### Assignment
Copy everything from "Based on the" down to "all grain products." in the article on high-carbohydrate diets.

### Quoted passage
Are high carbohydrate diets really bad?

Based on the current collection of popular diets, you’d be forgiven for thinking that high-carb diets were bad. Some of the more popular diets, like the Keto diet, seek to minimize carbohydrates as much as possible. Other diets like the Paleo diet allow fruits and vegetables but eliminate all grain products.

Diets like Paleo don’t target carbs per se. Rather, a diet like Paleo seeks to model what our ancestors ate. Dieters think that the caveman probably did not harvest wheat or make bread or harvest rice, of any color. Cavemen (and women) were hunter-gatherers.

However, although the Paleo diet allows for simple carbohydrates in the form of fruits, vegetables, and nuts; eliminates a huge source of complex carbohydrates. And to be fair, Paleo is less of a weight loss diet than a lifestyle diet. Perhaps the best comparison would be to a lifestyle diet such as the Mediterranean diet.

But Keto is a weight loss diet. The general essence of this diet seeks to eliminate all carbohydrates from consumption. The reasoning is that with the absence of carbohydrates, the body will begin to use fat for energy. It is a reasonable assumption.

After all, although carbohydrates are the body’s preferred source of energy, the body cannot use what it does not have. Therefore, the body enters a state where it begins to take advantage of fat stores. The body does not like to use protein for energy. Protein is used for the maintenance of muscles. Fat is the option.

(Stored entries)
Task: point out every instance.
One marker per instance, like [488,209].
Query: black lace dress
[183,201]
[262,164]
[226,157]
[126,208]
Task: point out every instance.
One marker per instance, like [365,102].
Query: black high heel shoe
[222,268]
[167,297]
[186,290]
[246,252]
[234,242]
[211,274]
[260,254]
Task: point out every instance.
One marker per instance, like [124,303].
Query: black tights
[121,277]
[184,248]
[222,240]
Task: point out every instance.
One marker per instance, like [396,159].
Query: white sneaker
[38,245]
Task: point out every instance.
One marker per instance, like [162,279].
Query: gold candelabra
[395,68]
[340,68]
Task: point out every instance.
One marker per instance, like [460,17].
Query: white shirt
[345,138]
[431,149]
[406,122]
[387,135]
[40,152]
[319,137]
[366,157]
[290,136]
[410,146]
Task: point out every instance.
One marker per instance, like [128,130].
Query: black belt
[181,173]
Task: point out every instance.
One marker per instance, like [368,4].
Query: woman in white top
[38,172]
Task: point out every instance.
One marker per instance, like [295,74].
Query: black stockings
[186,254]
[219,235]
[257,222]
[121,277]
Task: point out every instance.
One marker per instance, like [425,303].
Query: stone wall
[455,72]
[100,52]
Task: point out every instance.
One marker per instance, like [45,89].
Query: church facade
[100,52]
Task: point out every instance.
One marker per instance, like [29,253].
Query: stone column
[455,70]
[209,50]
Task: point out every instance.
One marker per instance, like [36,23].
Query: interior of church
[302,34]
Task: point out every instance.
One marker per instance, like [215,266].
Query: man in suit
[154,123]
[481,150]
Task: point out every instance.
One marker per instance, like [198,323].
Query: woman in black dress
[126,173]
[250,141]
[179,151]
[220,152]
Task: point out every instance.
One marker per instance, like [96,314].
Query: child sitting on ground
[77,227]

### Result for this exercise
Based on the current collection of popular diets, you’d be forgiven for thinking that high-carb diets were bad. Some of the more popular diets, like the Keto diet, seek to minimize carbohydrates as much as possible. Other diets like the Paleo diet allow fruits and vegetables but eliminate all grain products.